▶ _Trecho selecionado_
:::

Apesar do poder avassalador que possui a mídia,
a sociedade não é tão apática e passiva frente ao
poder de manipulação dos meios de comunicação. Há,
evidentemente inúmeras possibilidades e mecanismos para
a construção de uma mídia eticamente democrática.
Apesar de não se tratar de uma tarefa fácil, Habermas
(1989) sugere, por exemplo, uma diferenciação entre o mundo
do sistema e mundo da vida. Através do
processo de comunicação, entre sujeitos autônomos e
conscientes é possível construir, na esfera pública,
relações baseadas no agir ético e democrático, uma
relação dialógica onde os consensos orientam as práticas
sociais do mundo da vida, rompendo, desta feita,
com o mundo do sistema, onde se reproduzem
simbolicamente as relações de poder.
Para Moraes se desejamos a livre circulação de
informação, é hora de revitalizar a sociedade civil e
arregimentar forças a urgente tarefa de propor e
consolidar alternativas concretas à mercantilização
genaralizadora. “Insistimos, por exemplo, no
estabelecimento de políticas públicas de comunicação,
assentadas em mecanismos democraticamente instituídos
de regulação, de concessão, de distribuição e
fiscalização. Políticas debatidas por segmentos
representativos da opinião pública e formulados com
equilíbrio e realismo, considerando as profundas
transformações da era digital e seus efeitos
socioculturais e políticos”. Um dos caminhos seria a
construção de redes de sociabilidade que constroem e dão
ressonâncias a campanhas em prol da democratização da
esfera pública no planejamento da comunicação.
Na leitura atenta de Jesús Matin-Barbero (2003)
a possibilidade de construção de uma ética na
comunicação pressupõe também uma atenção especial
às novas comunidades e sociabilidades que se constroem
frente a hegemonia do discurso do mercado global.

:::

(Dados extraídos de uma coleção)
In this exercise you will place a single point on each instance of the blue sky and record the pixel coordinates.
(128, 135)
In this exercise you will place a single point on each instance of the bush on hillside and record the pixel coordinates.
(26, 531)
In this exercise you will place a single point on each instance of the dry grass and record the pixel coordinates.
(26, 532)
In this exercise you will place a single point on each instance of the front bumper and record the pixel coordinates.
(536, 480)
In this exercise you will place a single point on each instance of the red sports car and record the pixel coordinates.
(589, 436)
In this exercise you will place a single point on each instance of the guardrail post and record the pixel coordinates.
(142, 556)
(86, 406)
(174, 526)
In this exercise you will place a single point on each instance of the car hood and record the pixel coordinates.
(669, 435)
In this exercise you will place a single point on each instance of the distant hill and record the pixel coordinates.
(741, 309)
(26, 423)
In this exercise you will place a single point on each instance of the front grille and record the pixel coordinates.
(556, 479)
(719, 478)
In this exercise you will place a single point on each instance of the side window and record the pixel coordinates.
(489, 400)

:::

▶ _Enunciado A_
Resuma em duas frases o trecho sobre ética e democratização da mídia.
▶ _Enunciado B_
Prossiga o trecho sobre ética e democratização da mídia, começando logo após a última frase.

▶ _Resposta final A_
Apesar do grande poder da mídia, a sociedade não é apática diante da manipulação, e Habermas propõe diferenciar o mundo do sistema do mundo da vida, no qual a comunicação entre sujeitos autônomos e conscientes permite construir, na esfera pública, relações éticas e democráticas. Moraes defende revitalizar a sociedade civil e instituir políticas públicas de comunicação democraticamente reguladas, e o texto acrescenta que uma ética na comunicação pressupõe atenção às novas comunidades e sociabilidades que se formam diante da hegemonia do discurso do mercado global.

▶ _Resposta final B_
Encontro de sujeitos conscientes de seu papel social,
que através de emissoras comunitárias dão novo
sentido a relação entre política e cultura. Quando os
movimentos de bairros e comunidades encontram, em
um espaço público como aquele que uma rádio abre, a
possibilidade não de serem representados, mas de serem
reconhecidos: "de fazer ouvir a própria voz, de
poder dizer-se com suas linguagens e relatos. Vista a
partir da comunicação, a solidariedade desemboca na
construção de uma ética que se encarrega do valor da
diferença articulando a universalidade humana dos
direitos à particularidade de seus modos de percepção
e expressão".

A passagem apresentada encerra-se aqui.